- **INSTRUCTIONS TO FOLLOW**
Put the records below, from the line with "Look at the photograph above. For each instance of the soaring" to the line with "[(115, 686)]", into a Markdown table with the columns Row and Record line, one row per line with blank lines skipped. Leave the pictures out.

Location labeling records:

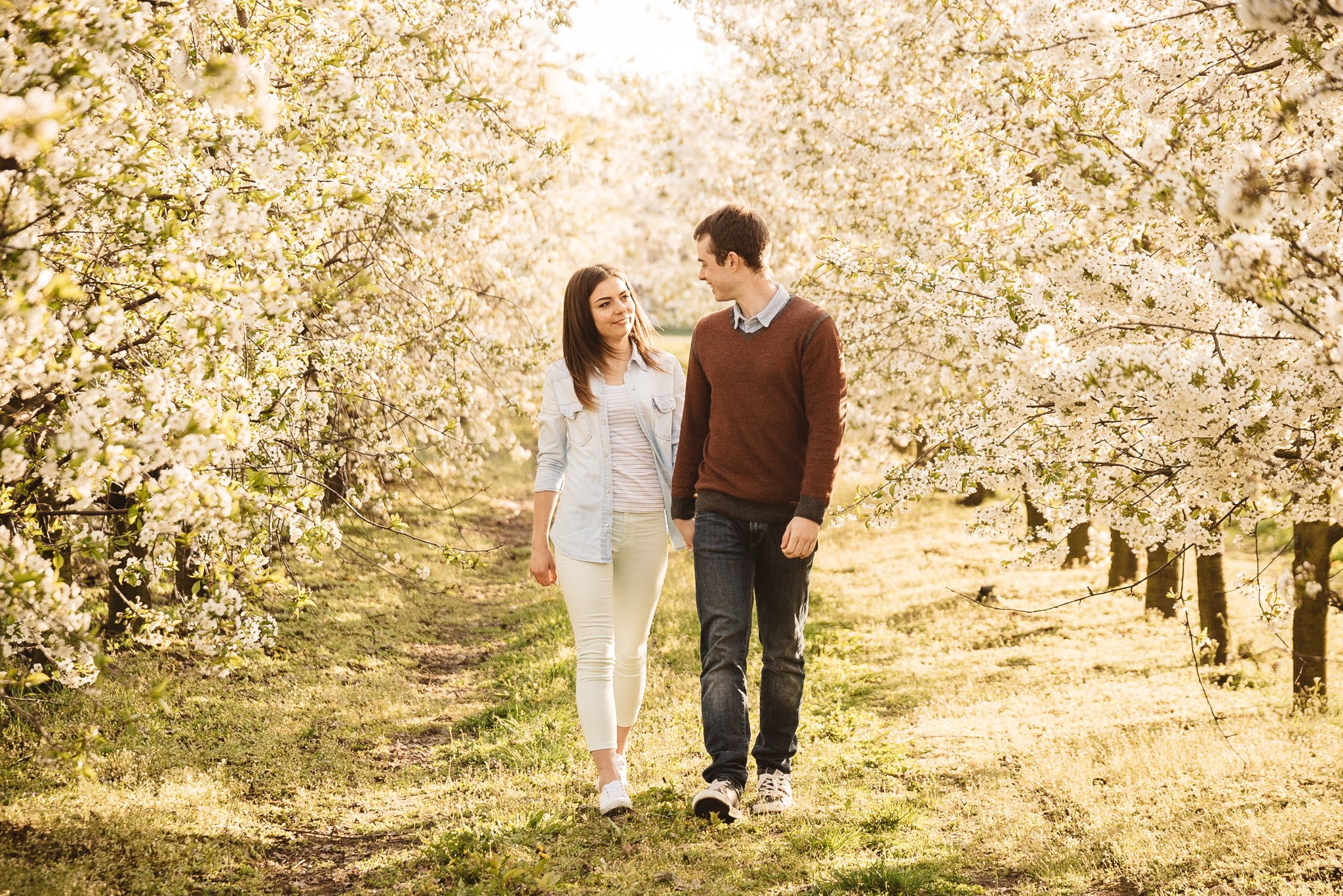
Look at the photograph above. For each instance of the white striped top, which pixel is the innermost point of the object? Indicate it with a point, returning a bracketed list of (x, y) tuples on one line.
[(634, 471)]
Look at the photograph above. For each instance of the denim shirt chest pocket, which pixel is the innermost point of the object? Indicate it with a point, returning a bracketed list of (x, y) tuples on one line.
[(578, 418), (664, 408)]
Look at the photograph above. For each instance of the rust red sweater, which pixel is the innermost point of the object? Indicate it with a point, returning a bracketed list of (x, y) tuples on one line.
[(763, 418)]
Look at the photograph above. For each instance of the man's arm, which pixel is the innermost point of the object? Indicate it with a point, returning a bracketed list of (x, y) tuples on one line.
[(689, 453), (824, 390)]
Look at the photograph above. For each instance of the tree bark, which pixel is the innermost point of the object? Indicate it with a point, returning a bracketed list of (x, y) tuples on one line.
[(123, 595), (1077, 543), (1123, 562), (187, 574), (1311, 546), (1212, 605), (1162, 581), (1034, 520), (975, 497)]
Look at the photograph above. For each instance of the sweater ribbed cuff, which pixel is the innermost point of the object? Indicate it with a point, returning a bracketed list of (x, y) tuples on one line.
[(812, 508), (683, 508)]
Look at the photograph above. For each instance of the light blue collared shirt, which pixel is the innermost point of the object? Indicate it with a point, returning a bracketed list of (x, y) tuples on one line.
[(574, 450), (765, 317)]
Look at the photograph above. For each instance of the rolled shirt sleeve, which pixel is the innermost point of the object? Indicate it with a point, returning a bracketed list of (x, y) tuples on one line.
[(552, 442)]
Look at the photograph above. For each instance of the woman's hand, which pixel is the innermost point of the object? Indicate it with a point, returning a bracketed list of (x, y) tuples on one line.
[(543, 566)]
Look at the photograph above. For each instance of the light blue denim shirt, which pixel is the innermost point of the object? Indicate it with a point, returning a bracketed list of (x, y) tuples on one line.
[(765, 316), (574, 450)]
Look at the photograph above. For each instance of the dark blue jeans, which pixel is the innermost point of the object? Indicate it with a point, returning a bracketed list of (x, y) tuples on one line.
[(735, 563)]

--

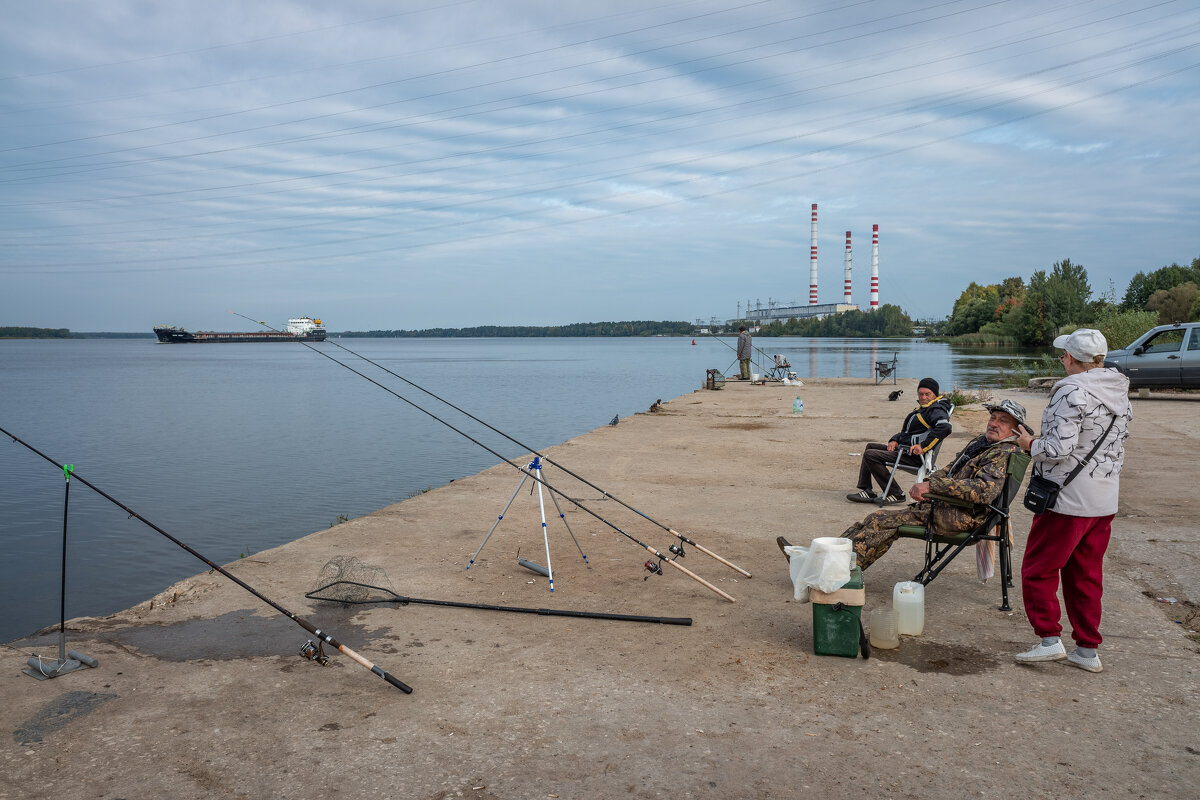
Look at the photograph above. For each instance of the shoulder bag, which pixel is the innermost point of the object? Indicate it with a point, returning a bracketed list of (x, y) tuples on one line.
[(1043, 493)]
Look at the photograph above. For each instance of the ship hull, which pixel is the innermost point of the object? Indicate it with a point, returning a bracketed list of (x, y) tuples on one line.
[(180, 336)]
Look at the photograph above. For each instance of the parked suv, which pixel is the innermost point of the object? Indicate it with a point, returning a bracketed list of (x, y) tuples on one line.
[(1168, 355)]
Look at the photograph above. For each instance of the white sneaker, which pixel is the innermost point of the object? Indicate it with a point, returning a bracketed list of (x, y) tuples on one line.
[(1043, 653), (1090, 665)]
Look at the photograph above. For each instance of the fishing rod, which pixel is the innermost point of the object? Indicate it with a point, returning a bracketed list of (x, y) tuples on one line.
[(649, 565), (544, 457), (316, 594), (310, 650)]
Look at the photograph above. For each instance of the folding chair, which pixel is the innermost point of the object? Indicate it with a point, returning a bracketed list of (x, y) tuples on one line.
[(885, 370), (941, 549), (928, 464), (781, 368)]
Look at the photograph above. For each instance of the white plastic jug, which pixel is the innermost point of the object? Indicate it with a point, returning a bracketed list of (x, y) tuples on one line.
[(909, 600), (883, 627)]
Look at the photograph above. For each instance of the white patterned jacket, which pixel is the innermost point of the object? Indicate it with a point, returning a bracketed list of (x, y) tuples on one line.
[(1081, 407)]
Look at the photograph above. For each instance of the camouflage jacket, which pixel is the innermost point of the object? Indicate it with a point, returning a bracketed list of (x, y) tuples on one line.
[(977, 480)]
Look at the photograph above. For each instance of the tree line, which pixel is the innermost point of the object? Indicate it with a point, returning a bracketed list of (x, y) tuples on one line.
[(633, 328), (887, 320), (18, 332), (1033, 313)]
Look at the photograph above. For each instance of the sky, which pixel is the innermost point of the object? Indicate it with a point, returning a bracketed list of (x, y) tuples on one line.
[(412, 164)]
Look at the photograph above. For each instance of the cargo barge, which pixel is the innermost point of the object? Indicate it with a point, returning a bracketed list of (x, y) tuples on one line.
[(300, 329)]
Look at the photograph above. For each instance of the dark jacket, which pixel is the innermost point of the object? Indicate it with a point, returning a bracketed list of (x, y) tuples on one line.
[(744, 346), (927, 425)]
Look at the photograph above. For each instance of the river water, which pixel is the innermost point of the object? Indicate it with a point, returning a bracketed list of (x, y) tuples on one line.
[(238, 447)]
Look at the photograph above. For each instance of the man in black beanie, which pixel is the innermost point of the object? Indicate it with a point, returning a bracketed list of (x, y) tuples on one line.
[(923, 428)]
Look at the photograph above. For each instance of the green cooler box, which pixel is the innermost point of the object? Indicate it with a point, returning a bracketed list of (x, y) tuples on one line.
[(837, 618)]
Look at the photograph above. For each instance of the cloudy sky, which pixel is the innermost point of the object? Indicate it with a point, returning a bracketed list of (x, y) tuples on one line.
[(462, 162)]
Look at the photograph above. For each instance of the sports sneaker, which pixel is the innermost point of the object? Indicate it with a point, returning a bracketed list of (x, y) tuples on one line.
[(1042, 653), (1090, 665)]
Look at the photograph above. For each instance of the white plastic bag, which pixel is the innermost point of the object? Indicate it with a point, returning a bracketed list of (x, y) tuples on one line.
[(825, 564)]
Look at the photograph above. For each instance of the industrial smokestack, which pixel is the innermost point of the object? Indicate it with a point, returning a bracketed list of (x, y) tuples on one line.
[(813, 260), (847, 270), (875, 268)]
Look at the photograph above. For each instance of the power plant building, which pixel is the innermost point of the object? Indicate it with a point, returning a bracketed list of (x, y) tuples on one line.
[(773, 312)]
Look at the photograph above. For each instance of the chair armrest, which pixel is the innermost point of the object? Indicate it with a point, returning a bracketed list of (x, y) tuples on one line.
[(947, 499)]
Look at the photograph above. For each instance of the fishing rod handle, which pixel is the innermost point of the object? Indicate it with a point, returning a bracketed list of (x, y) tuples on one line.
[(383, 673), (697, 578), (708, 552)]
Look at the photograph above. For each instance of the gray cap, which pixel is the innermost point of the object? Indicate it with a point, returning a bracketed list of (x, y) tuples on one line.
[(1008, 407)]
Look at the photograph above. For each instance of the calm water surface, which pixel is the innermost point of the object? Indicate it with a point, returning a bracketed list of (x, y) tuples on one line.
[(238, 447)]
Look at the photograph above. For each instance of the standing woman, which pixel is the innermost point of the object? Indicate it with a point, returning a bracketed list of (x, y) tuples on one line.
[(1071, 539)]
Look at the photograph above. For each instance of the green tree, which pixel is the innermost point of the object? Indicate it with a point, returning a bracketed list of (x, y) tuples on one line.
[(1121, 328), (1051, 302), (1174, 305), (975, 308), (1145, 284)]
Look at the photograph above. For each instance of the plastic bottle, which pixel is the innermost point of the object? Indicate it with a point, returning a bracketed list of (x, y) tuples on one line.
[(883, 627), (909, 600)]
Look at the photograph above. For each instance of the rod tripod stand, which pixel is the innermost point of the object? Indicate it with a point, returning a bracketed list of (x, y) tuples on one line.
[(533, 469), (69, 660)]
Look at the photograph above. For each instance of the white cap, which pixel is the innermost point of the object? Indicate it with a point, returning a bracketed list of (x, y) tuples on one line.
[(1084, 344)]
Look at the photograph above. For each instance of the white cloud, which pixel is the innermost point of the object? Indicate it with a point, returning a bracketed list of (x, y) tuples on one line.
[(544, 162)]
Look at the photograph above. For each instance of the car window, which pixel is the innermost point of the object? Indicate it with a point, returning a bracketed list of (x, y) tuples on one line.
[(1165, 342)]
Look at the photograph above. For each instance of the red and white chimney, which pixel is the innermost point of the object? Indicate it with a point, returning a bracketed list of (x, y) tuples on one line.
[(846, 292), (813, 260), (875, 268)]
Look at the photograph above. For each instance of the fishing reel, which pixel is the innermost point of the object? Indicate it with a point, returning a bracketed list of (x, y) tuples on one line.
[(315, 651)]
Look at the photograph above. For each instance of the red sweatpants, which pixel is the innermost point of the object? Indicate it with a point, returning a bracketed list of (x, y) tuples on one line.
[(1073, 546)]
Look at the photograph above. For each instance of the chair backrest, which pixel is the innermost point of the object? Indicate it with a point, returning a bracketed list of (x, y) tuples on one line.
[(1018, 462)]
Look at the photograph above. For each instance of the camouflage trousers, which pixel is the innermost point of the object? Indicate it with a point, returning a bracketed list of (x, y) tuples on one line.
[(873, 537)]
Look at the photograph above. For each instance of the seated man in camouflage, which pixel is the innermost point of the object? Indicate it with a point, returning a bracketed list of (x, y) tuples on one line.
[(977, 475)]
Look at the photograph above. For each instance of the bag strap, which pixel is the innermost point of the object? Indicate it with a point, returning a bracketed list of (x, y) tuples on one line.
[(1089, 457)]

==

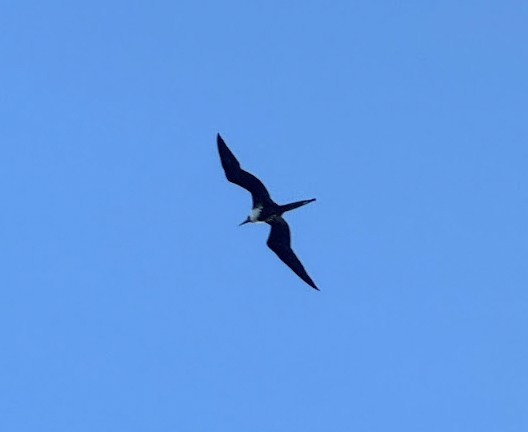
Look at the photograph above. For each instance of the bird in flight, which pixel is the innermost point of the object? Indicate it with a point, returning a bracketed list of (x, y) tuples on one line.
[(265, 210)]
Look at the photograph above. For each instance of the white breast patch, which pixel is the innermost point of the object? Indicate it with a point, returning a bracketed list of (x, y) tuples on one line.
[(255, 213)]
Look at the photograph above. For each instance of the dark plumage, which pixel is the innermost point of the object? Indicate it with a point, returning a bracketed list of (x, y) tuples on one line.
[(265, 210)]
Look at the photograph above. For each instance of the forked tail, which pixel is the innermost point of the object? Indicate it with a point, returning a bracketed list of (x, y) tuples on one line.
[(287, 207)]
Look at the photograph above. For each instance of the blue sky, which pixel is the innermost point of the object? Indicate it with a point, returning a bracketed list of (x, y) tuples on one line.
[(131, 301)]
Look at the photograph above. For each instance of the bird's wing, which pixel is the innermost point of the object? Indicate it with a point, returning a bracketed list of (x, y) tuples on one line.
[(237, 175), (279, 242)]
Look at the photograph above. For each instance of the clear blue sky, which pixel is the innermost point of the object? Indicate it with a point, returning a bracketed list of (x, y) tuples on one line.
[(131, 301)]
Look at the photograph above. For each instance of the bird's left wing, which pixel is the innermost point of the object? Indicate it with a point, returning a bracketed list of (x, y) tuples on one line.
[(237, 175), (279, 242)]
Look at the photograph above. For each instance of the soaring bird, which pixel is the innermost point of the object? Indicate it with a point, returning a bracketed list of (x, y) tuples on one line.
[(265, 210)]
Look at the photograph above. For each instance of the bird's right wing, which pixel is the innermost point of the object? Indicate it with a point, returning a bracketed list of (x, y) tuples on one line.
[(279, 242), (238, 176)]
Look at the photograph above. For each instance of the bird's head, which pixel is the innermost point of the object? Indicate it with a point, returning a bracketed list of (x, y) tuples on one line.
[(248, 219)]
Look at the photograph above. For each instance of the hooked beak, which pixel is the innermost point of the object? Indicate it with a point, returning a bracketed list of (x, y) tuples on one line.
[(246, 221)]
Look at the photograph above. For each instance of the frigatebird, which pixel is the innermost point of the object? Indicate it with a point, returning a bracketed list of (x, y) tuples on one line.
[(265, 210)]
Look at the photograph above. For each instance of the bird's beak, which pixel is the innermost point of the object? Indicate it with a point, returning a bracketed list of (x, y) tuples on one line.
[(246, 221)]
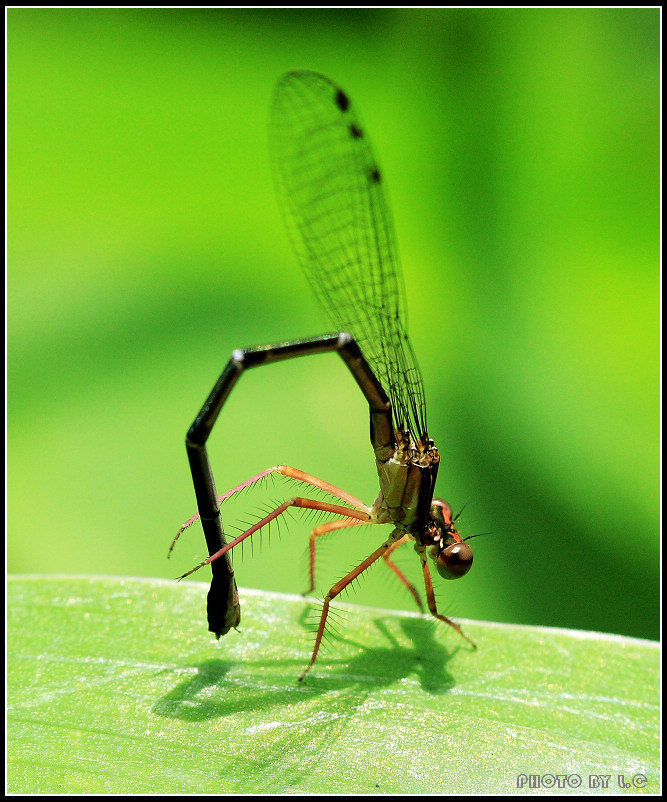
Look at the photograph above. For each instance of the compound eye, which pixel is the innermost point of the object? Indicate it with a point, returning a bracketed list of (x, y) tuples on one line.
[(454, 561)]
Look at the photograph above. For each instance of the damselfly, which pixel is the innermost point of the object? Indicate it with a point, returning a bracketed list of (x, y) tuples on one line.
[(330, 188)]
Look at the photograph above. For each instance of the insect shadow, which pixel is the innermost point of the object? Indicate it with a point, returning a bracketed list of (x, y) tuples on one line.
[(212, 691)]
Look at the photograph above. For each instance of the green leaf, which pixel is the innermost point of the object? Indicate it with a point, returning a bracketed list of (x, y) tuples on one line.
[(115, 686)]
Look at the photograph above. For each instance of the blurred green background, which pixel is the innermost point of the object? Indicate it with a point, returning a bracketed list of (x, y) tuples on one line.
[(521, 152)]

- **RESPONSE TO THE EXERCISE**
| Row | Record line |
|---|---|
| 1 | Look at the photograph above. For each instance of the soaring bird, which pixel is the innermost point of the object? Indicate it with a point, returning a bracketed list of (x, y) tuples on one line. |
| 2 | [(265, 210)] |
| 3 | Look at the photograph above. For each instance of the bird's right wing, which pixel is the innermost point of the object? Indicate it with a point, returning a bracketed list of (x, y) tuples on one line. |
| 4 | [(279, 242), (238, 176)] |
| 5 | Look at the photograph above. For each instance of the bird's head, which pixel is the innermost point of the object? Indicate it with a point, returning a bracketed list of (x, y) tuples on one line. |
| 6 | [(248, 219)] |
| 7 | Look at the photograph above. For each instance of the hooked beak, which pixel is the innermost point of the object? Indicate it with a point, returning a bracketed list of (x, y) tuples on one line. |
| 8 | [(246, 221)] |
| 9 | Look at the photograph above. For each instance of the frigatebird, which pixel is the innermost point of the object? Indicate it with a point, returning a bracketed list of (x, y) tuples on one line. |
| 10 | [(265, 210)] |
| 11 | Look at the photograph above. For each instance of the bird's beak, which pixel is the innermost point of the object? Indicate it with a point, returning a bracketed list of (x, y) tuples on one line. |
| 12 | [(246, 221)] |
| 13 | Look at the photograph above. For each instance of the compound eye, which pixel is the innermost point of the object? Indicate it with a point, returning a bracketed list of (x, y) tuples on one line. |
| 14 | [(454, 561)] |
| 15 | Look at the photograph above. For each instance of the damselfly, which pixel is the innermost point of the object? Indicate it with a point, returning a bracketed list of (x, y) tuples on one line. |
| 16 | [(330, 188)] |
| 17 | Look at the photograph above. For each instance of the insect shadow, which pixel is the innermost point of the object? Indicate it with a point, returning a bracketed list of (x, y) tuples on one line. |
| 18 | [(212, 691)] |
| 19 | Look at the photograph above. For each instance of the green leaf, which pixel is the innermost point of the object? Indicate it with a point, returning a bracketed list of (x, y) tuples on one line. |
| 20 | [(115, 686)] |